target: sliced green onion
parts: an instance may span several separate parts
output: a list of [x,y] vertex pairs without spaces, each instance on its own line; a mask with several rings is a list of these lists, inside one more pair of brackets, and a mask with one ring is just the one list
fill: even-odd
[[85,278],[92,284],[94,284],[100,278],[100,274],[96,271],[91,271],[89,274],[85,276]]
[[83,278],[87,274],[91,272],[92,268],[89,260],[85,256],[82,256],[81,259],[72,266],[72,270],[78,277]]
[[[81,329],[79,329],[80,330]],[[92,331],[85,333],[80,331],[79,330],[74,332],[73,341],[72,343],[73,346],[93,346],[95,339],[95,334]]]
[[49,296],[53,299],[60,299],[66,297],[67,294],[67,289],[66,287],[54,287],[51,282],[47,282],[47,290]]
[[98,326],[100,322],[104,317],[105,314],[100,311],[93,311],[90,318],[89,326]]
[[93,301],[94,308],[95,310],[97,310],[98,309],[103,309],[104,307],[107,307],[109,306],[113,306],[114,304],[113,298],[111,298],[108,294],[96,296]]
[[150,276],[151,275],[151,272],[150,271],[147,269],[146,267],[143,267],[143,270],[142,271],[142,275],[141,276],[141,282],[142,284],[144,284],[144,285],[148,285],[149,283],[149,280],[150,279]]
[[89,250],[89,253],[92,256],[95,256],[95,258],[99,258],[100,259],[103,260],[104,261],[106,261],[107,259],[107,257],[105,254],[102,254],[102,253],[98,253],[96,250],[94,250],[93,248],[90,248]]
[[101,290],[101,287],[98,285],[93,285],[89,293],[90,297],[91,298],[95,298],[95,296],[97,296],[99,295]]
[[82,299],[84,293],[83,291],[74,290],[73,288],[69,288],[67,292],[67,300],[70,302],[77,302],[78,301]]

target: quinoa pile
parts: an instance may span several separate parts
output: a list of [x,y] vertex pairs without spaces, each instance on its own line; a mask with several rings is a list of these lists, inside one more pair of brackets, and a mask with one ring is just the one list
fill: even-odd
--------
Reproduce every item above, substituting "nonzero" for each occurrence of "even-odd" and leaving all other text as it is.

**Correct result:**
target: sliced green onion
parts: an instance may span several separate parts
output: a list of [x,y] vertex pairs without spaces, each instance on its own line; a mask with several rings is a list of these lists, inside one more pair of brackets, and a mask with one ring is just the one list
fill: nonzero
[[85,278],[92,284],[94,284],[100,278],[100,274],[96,271],[91,271],[89,274],[85,276]]
[[83,278],[87,274],[91,272],[92,268],[89,260],[85,256],[82,256],[81,259],[72,266],[72,270],[78,277]]
[[[81,329],[79,329],[80,330]],[[92,331],[85,333],[80,331],[79,330],[74,332],[73,341],[72,343],[73,346],[93,346],[95,339],[95,334]]]
[[49,296],[53,299],[60,299],[66,297],[67,294],[67,289],[66,287],[54,287],[51,282],[47,282],[47,290]]
[[98,326],[100,322],[104,317],[105,314],[100,311],[93,311],[90,318],[89,326]]
[[93,301],[94,308],[95,310],[97,310],[98,309],[103,309],[104,307],[107,307],[109,306],[113,306],[114,304],[113,298],[111,298],[108,294],[96,296]]
[[150,276],[151,275],[151,272],[150,271],[147,269],[146,267],[143,267],[143,270],[142,271],[142,275],[141,276],[141,282],[142,284],[144,284],[144,285],[148,285],[149,283],[149,280],[150,279]]
[[89,250],[89,253],[92,256],[95,256],[95,258],[99,258],[100,259],[103,260],[104,261],[106,261],[107,259],[107,257],[105,254],[102,254],[102,253],[98,253],[96,250],[94,250],[93,248],[90,248]]
[[101,290],[101,287],[98,285],[93,285],[89,293],[90,297],[91,298],[95,298],[95,296],[97,296],[99,295]]
[[82,299],[84,293],[83,291],[74,290],[73,288],[69,288],[67,292],[67,300],[70,302],[77,302],[78,301]]

target: quinoa pile
parts: an instance may span several separate parts
output: a list of [x,y] vertex pairs without spaces, each instance on its own line; a mask with several rings is a list of these lists, inside one more pair of brackets, and a mask with one ring is just the one list
fill: nonzero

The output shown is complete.